**SUPPLIED PASSAGE**.
=-=-=-=-=

The Joint Commission of the 2015 Iran nuclear deal, which is formally called the Joint Comprehensive Plan of Action (JCPOA), described the lifting of American sanctions against Iran as “an essential part of the agreement.”

“In view of recent concerning statements and developments, participants recalled the key importance of continued full and effective implementation of the agreement by all sides,” read a joint statement issued at the end of a meeting held in Vienna on Friday.

The Joint Commission includes representatives from five of the seven countries that were parties to the JCPOA, namely Russia, China, the United Kingdom, France and Germany. The recent meeting in Vienna was chaired by the EU High Representative Federica Mogherini and Secretary General of European External Action Service Helga Schmid.

According to Iran’s Tasnim news agency, France, Germany and the U.K. informed participants that INSTEX (Instrument in Support of Trade Exchanges), which had been established in January to facilitate financial transactions between EU countries and Iran as a way for European countries to skirt American sanctions on Iran, is now operational and available to all EU member states. Some EU member states are reportedly in the process of joining INSTEX as shareholders, and are working to open INSTEX to economic operators from third countries.

=-=-=-=-=

**DATA RECORDS**.
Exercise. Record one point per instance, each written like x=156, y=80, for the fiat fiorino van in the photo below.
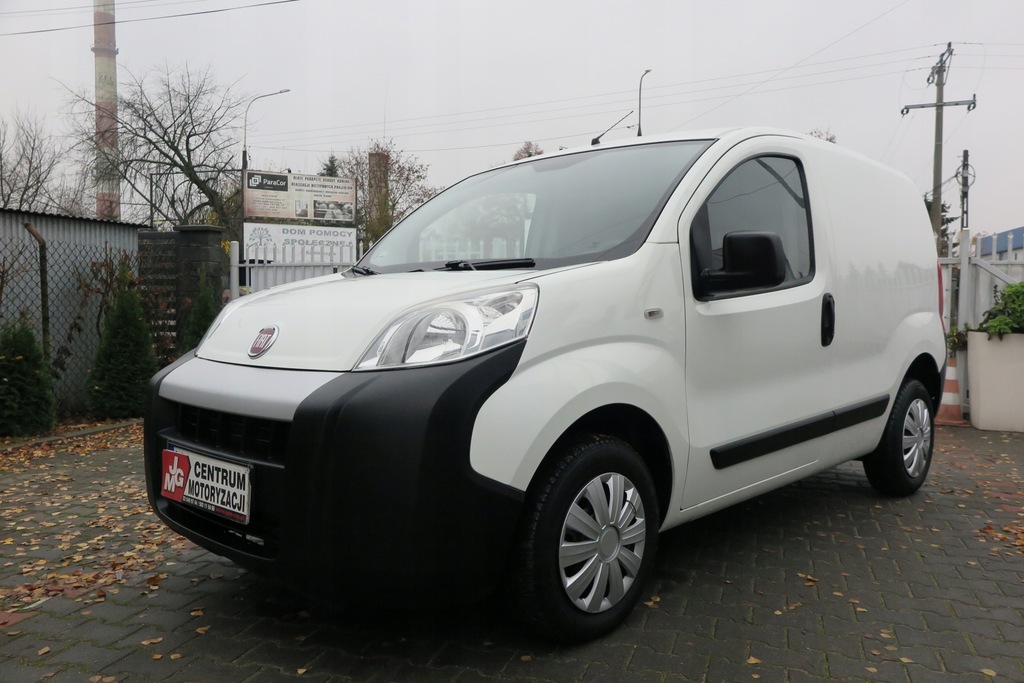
x=547, y=364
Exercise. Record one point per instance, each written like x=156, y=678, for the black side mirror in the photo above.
x=750, y=260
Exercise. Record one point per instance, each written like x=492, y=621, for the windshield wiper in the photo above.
x=361, y=270
x=494, y=264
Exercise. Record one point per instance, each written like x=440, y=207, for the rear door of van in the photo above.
x=763, y=389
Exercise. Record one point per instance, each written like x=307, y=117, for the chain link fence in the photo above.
x=65, y=303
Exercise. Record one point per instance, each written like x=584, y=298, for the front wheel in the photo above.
x=588, y=542
x=899, y=466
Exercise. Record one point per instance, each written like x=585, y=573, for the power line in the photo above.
x=146, y=18
x=414, y=125
x=355, y=136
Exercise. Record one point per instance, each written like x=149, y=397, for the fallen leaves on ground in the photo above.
x=70, y=437
x=72, y=528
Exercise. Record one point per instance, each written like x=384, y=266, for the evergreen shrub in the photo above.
x=27, y=404
x=125, y=360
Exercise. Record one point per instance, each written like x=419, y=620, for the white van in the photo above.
x=550, y=361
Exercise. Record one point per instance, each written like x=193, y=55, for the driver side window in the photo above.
x=766, y=195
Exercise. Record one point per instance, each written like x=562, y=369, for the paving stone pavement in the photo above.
x=823, y=580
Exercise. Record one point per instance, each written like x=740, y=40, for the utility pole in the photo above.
x=966, y=175
x=938, y=76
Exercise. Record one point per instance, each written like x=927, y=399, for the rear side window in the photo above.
x=765, y=194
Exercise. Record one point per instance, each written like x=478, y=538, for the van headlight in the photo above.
x=446, y=331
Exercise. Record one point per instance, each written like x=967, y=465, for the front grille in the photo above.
x=250, y=437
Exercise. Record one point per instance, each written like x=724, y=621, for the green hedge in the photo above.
x=27, y=404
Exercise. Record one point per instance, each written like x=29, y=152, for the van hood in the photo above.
x=327, y=324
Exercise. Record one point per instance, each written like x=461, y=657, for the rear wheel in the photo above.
x=899, y=466
x=588, y=542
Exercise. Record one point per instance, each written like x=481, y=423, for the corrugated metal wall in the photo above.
x=76, y=250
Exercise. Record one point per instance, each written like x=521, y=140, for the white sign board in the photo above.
x=293, y=196
x=298, y=244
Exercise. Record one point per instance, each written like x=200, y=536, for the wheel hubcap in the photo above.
x=916, y=437
x=602, y=543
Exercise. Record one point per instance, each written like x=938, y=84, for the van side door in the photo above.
x=760, y=380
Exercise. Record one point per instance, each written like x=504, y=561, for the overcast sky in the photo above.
x=462, y=84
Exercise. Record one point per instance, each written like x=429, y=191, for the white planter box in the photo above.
x=995, y=378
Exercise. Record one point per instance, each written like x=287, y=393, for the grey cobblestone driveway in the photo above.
x=823, y=580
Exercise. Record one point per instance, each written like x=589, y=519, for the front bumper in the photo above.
x=368, y=492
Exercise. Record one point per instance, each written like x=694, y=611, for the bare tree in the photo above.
x=177, y=134
x=399, y=185
x=30, y=165
x=527, y=150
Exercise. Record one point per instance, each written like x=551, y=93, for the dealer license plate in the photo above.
x=211, y=484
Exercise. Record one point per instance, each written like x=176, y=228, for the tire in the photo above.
x=900, y=464
x=587, y=543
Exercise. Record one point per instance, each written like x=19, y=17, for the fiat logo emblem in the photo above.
x=264, y=340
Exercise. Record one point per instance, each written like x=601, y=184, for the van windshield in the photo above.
x=592, y=206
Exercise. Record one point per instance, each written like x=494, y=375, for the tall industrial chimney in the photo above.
x=104, y=47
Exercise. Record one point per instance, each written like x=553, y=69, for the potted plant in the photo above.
x=995, y=363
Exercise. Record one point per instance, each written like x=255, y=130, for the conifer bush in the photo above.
x=27, y=404
x=125, y=360
x=201, y=316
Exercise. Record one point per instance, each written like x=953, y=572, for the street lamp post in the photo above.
x=640, y=104
x=245, y=126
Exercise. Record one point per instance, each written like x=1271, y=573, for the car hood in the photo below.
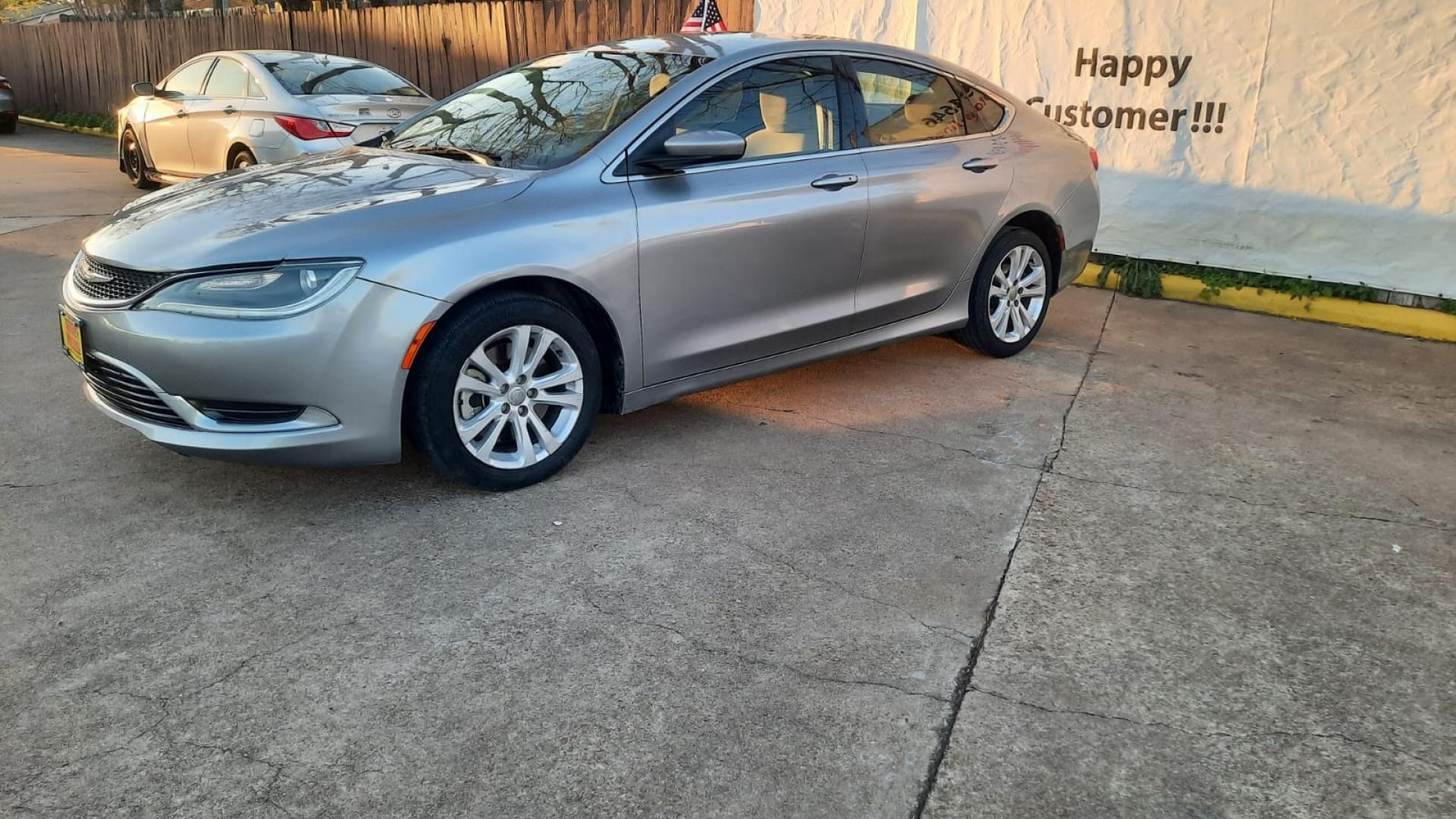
x=332, y=205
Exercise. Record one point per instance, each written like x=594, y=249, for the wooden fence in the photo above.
x=89, y=66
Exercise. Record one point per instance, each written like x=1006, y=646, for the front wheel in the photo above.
x=1009, y=295
x=507, y=392
x=134, y=164
x=242, y=158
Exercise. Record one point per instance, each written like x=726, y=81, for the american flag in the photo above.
x=705, y=18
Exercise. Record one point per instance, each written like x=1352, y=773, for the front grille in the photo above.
x=109, y=283
x=126, y=394
x=248, y=411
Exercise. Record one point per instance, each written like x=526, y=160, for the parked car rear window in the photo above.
x=783, y=108
x=228, y=79
x=319, y=74
x=188, y=79
x=906, y=104
x=548, y=112
x=983, y=114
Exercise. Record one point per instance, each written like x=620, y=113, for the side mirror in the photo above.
x=696, y=148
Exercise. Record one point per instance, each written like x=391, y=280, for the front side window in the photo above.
x=906, y=104
x=228, y=79
x=546, y=112
x=319, y=74
x=781, y=108
x=188, y=79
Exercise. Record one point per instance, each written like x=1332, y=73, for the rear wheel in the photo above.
x=1009, y=295
x=134, y=164
x=507, y=392
x=242, y=158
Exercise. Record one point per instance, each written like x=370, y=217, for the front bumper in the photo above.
x=340, y=362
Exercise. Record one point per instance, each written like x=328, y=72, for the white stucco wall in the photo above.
x=1335, y=156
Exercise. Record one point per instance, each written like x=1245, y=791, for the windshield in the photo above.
x=548, y=112
x=310, y=74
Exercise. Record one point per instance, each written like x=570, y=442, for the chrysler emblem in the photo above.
x=95, y=276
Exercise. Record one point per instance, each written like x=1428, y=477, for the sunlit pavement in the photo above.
x=1231, y=547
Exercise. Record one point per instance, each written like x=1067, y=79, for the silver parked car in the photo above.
x=596, y=231
x=237, y=108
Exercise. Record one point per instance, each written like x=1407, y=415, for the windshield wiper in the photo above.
x=453, y=152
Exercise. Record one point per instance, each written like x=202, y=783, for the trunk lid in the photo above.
x=372, y=114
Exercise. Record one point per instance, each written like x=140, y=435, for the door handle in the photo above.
x=835, y=181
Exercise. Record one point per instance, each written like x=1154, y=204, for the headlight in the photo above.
x=286, y=290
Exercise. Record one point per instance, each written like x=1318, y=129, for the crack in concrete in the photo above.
x=702, y=646
x=1218, y=735
x=963, y=679
x=166, y=736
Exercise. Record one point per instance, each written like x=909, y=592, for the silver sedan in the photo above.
x=595, y=231
x=237, y=108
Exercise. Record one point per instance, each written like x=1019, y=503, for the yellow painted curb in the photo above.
x=64, y=127
x=1388, y=318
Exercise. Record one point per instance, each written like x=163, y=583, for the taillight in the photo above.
x=306, y=129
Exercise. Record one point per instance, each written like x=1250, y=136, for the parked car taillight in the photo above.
x=306, y=129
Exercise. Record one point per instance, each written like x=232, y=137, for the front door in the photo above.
x=937, y=177
x=215, y=115
x=761, y=256
x=165, y=130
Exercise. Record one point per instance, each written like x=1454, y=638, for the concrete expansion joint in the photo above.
x=707, y=649
x=963, y=681
x=1215, y=733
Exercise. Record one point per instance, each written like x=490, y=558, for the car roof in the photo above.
x=762, y=44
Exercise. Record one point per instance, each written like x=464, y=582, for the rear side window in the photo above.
x=229, y=79
x=983, y=114
x=319, y=74
x=783, y=108
x=905, y=104
x=188, y=79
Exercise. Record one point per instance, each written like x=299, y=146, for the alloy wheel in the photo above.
x=517, y=397
x=1018, y=293
x=133, y=158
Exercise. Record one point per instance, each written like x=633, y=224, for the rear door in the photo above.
x=935, y=180
x=755, y=257
x=213, y=117
x=165, y=130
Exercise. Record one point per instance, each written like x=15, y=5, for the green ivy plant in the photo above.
x=1144, y=278
x=76, y=120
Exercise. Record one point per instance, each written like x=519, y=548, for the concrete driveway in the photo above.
x=1172, y=560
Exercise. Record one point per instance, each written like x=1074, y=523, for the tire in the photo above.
x=133, y=164
x=444, y=410
x=242, y=159
x=999, y=334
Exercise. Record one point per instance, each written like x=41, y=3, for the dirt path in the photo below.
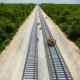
x=43, y=73
x=13, y=57
x=69, y=50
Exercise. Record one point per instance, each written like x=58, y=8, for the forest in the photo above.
x=67, y=16
x=11, y=17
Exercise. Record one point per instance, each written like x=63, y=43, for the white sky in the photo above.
x=41, y=1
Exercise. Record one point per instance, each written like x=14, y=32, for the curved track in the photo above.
x=56, y=64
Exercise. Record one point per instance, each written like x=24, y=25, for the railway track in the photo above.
x=56, y=64
x=31, y=65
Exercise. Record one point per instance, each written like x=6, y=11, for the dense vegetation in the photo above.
x=67, y=16
x=11, y=17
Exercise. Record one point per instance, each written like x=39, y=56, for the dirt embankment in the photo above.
x=13, y=57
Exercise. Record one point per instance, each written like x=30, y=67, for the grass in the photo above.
x=11, y=17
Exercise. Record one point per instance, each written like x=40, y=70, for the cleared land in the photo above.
x=67, y=17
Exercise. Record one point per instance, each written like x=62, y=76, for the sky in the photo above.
x=42, y=1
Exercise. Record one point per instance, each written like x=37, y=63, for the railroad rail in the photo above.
x=57, y=67
x=30, y=71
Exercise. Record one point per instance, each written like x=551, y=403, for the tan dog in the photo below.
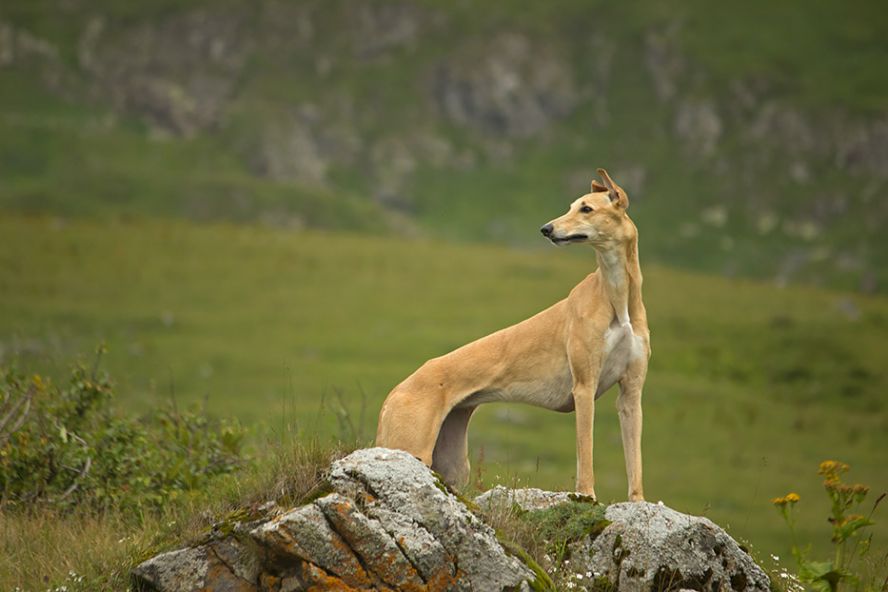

=-=-=-=-=

**REQUIREMENT**. In the passage on the JCPOA Joint Commission meeting, who chaired the meeting in Vienna? The lines come from a different source than the passage.

**COMPLETED EXERCISE**. EU High Representative Federica Mogherini and Secretary General of European External Action Service Helga Schmid.